- [TASK GOAL]:
When you copy the records, keep every word exact and leave the pictures out.

── LISTED RECORDS ──

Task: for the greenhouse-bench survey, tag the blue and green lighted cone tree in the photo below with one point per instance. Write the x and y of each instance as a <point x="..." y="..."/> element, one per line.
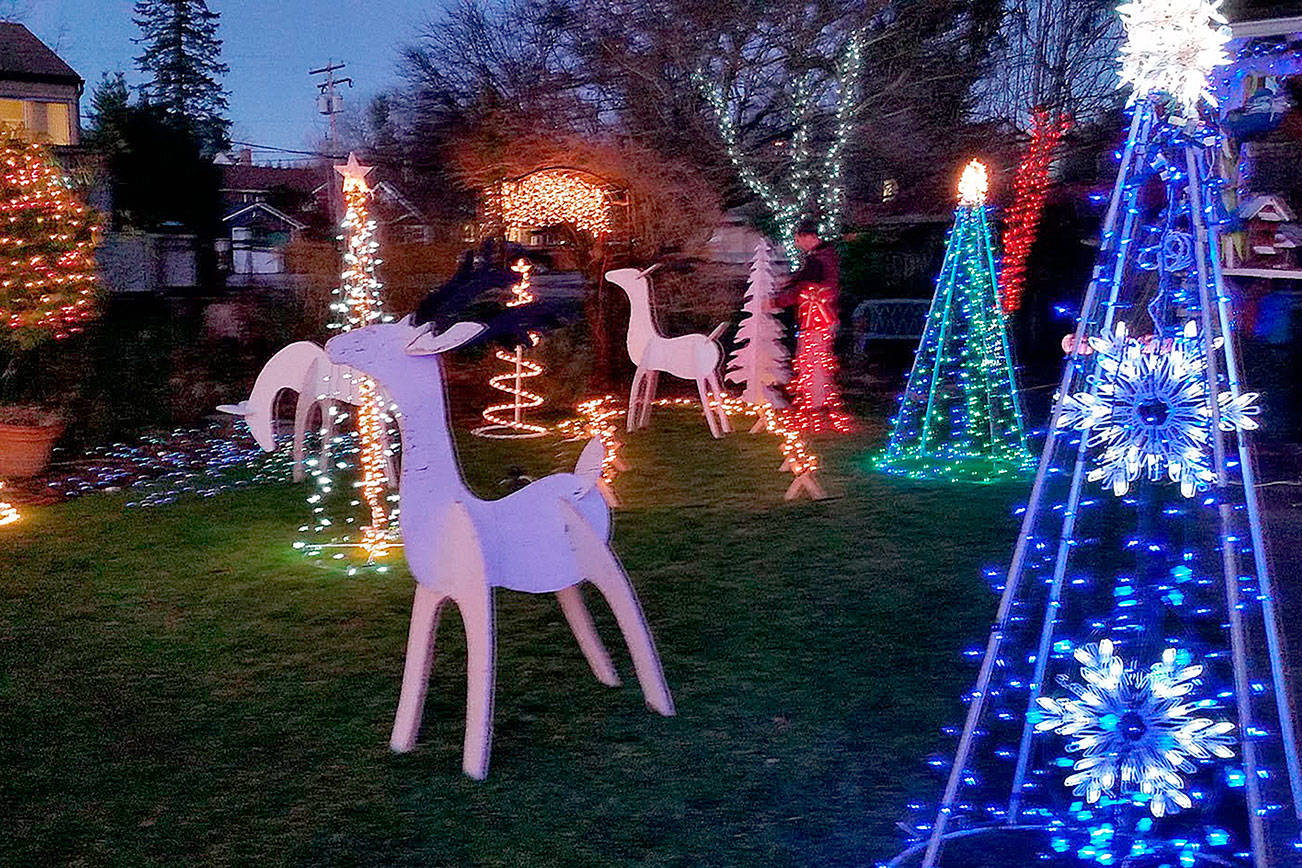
<point x="1132" y="708"/>
<point x="960" y="418"/>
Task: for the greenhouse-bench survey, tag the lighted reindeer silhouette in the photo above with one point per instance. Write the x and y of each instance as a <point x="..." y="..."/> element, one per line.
<point x="690" y="357"/>
<point x="548" y="536"/>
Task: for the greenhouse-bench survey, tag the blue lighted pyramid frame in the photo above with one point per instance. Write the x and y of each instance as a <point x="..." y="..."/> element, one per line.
<point x="1245" y="607"/>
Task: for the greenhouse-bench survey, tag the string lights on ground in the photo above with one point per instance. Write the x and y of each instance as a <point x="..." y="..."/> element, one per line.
<point x="960" y="417"/>
<point x="1030" y="188"/>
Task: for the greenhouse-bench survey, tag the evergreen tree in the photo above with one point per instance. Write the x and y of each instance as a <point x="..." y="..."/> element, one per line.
<point x="182" y="57"/>
<point x="759" y="365"/>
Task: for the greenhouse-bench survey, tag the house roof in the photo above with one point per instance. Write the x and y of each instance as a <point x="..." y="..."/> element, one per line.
<point x="248" y="214"/>
<point x="24" y="57"/>
<point x="242" y="176"/>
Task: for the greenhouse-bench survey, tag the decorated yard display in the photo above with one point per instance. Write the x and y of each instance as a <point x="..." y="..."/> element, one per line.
<point x="47" y="292"/>
<point x="1132" y="705"/>
<point x="759" y="363"/>
<point x="302" y="367"/>
<point x="546" y="538"/>
<point x="690" y="357"/>
<point x="960" y="417"/>
<point x="1030" y="188"/>
<point x="507" y="420"/>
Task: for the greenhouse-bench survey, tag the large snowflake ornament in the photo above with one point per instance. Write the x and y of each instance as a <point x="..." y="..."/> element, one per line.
<point x="1150" y="411"/>
<point x="1135" y="732"/>
<point x="1173" y="47"/>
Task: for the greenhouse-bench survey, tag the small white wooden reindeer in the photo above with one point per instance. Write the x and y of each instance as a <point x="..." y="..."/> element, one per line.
<point x="300" y="367"/>
<point x="546" y="538"/>
<point x="690" y="357"/>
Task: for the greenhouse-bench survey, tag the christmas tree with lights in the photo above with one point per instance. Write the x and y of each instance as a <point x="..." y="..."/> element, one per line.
<point x="960" y="417"/>
<point x="1132" y="705"/>
<point x="369" y="449"/>
<point x="759" y="365"/>
<point x="47" y="270"/>
<point x="507" y="420"/>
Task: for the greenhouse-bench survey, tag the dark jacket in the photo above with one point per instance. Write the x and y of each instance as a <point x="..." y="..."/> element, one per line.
<point x="822" y="268"/>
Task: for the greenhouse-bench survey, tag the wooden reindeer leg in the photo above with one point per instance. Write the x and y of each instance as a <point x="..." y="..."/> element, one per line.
<point x="302" y="415"/>
<point x="718" y="391"/>
<point x="599" y="566"/>
<point x="705" y="407"/>
<point x="477" y="614"/>
<point x="415" y="674"/>
<point x="649" y="401"/>
<point x="581" y="623"/>
<point x="474" y="597"/>
<point x="634" y="413"/>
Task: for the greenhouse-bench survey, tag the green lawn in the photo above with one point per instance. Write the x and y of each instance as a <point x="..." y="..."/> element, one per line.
<point x="177" y="686"/>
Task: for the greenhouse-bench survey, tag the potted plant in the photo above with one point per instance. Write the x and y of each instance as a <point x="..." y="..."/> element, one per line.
<point x="48" y="290"/>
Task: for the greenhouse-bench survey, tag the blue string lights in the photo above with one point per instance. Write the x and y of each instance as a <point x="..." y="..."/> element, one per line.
<point x="1141" y="542"/>
<point x="960" y="417"/>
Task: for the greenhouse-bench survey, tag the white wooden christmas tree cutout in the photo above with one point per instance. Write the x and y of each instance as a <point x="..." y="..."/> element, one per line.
<point x="301" y="367"/>
<point x="546" y="538"/>
<point x="690" y="357"/>
<point x="759" y="365"/>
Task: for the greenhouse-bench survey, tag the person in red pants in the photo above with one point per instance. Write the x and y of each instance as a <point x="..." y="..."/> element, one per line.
<point x="814" y="290"/>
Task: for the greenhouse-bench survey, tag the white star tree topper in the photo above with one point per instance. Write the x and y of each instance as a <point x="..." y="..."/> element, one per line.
<point x="1172" y="47"/>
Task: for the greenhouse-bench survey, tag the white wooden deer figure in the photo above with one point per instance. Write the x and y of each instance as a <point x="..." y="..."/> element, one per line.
<point x="690" y="357"/>
<point x="546" y="538"/>
<point x="301" y="367"/>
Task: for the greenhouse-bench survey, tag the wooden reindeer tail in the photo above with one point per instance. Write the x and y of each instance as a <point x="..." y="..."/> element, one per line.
<point x="589" y="465"/>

───

- [RESPONSE FOR THIS EXERCISE]:
Task: for the greenhouse-bench survey, tag the blue and green lighted cone tree in the photo below with one point per instance. Write the x and y of each instance as a <point x="..." y="..."/> element, one per line.
<point x="1132" y="708"/>
<point x="960" y="418"/>
Task: for the greenhouse-bench survey, tag the lighted reindeer silhouette in the photo above with one point per instance. Write the x and y of each instance as a <point x="..." y="..."/> element, one per line.
<point x="690" y="357"/>
<point x="548" y="536"/>
Task: for the greenhouse-bench survey, tag the blue lighted pyramid frame in the photo above with one point per instance. Write the x and y of each instance as a <point x="..." y="..."/> element, one per line.
<point x="1245" y="607"/>
Task: for the greenhouse-bench survey, tag the string lights on ground in the photo above with one point per instance. Write the x and y of each instance as a <point x="..." y="..."/> element, one per line.
<point x="960" y="417"/>
<point x="1030" y="188"/>
Task: for the greenhouse-bench survey, tag the evergreen tree in the photo above with one point per instance. Write the x and y of each instance as a <point x="..." y="..."/> element, one per line.
<point x="182" y="57"/>
<point x="759" y="365"/>
Task: for the greenhouse-bench survey, tag the house roof in the photo above with one point per instance. Write the x and y of each instance as a <point x="..." y="..."/> element, one per line.
<point x="248" y="214"/>
<point x="24" y="57"/>
<point x="242" y="176"/>
Task: for the greenhouse-bench survey, tag the decorated yard display in the photo above with one point per instance. Write the x and y of each instance as a <point x="..." y="..."/> element, one per line.
<point x="47" y="292"/>
<point x="1132" y="705"/>
<point x="759" y="363"/>
<point x="302" y="367"/>
<point x="546" y="538"/>
<point x="690" y="357"/>
<point x="960" y="417"/>
<point x="1030" y="188"/>
<point x="507" y="420"/>
Task: for the greenhouse-bench survey, tag the large snowflake ornament in the photo above with one point per instance. Write the x and y of each instance as a <point x="..." y="..."/> element, one per line.
<point x="1150" y="411"/>
<point x="1135" y="732"/>
<point x="1173" y="47"/>
Task: for the greenhouse-bench survey, tag the small white wooden reindeer in the photo above with one point per instance. Write the x and y of each instance as a <point x="..." y="..."/> element, one per line.
<point x="300" y="367"/>
<point x="546" y="538"/>
<point x="690" y="357"/>
Task: for the greenhouse-bench survey, tag the christmas tree with lights in the photo above with one point per instance. Write the x and y of each instance as a <point x="..." y="..."/> element, one per line.
<point x="960" y="417"/>
<point x="1132" y="705"/>
<point x="369" y="449"/>
<point x="759" y="365"/>
<point x="47" y="270"/>
<point x="507" y="420"/>
Task: for the greenhouse-bench survey, tag the dark jacket in the photo above with one point per instance. Write the x and y of each instance as a <point x="..." y="..."/> element, one per line.
<point x="822" y="268"/>
Task: for the greenhouse-bench survey, tag the wooden reindeer leg in the photo above with one point per instance. Write the x and y of each instance as a <point x="..." y="..."/> element, one per line.
<point x="302" y="415"/>
<point x="718" y="391"/>
<point x="599" y="566"/>
<point x="705" y="407"/>
<point x="477" y="614"/>
<point x="415" y="674"/>
<point x="649" y="401"/>
<point x="581" y="623"/>
<point x="474" y="597"/>
<point x="634" y="413"/>
Task: for the greenhouse-bench survey, tag the green lawn in the photo above with one point per instance. Write the x and y of each instance as a <point x="..." y="..."/> element, one per line.
<point x="177" y="686"/>
Task: for the greenhouse-bench survey, tag the potted plant in the photo above with one point per instance. Write the x and y of each instance as a <point x="..." y="..."/> element, one per line.
<point x="48" y="290"/>
Task: for the greenhouse-bench survey, tag the blue string lights in the photo above with one point per instance. Write the x and y of each instance as a <point x="..." y="..."/> element, one per line.
<point x="1141" y="542"/>
<point x="960" y="417"/>
Task: for the greenhouse-bench survey, tag the white wooden christmas tree cutout in the photo above with one point per instance. Write the x and y of each instance as a <point x="..." y="..."/> element, one per line.
<point x="301" y="367"/>
<point x="546" y="538"/>
<point x="690" y="357"/>
<point x="759" y="365"/>
Task: for the greenhouse-bench survey, tag the person in red pants in the photo above with one point per instance. Write the x and y of each instance as a <point x="..." y="..."/> element, one per line.
<point x="814" y="290"/>
Task: for the greenhouse-bench survey, tag the white star tree topper in the photo above with one point per instance. Write the x and y of each instance as a <point x="..." y="..."/> element, one per line.
<point x="1172" y="47"/>
Task: for the greenhouse-bench survey, tag the white wooden deer figure in the photo above with one point per instance. Write the x and y of each instance as a <point x="..." y="..."/> element, one per line.
<point x="690" y="357"/>
<point x="546" y="538"/>
<point x="301" y="367"/>
Task: for the greenhouse-bench survey, tag the wooden reindeer tail in the photo above with one point per instance. Write the x and y of each instance as a <point x="..." y="..."/> element, one per line.
<point x="589" y="465"/>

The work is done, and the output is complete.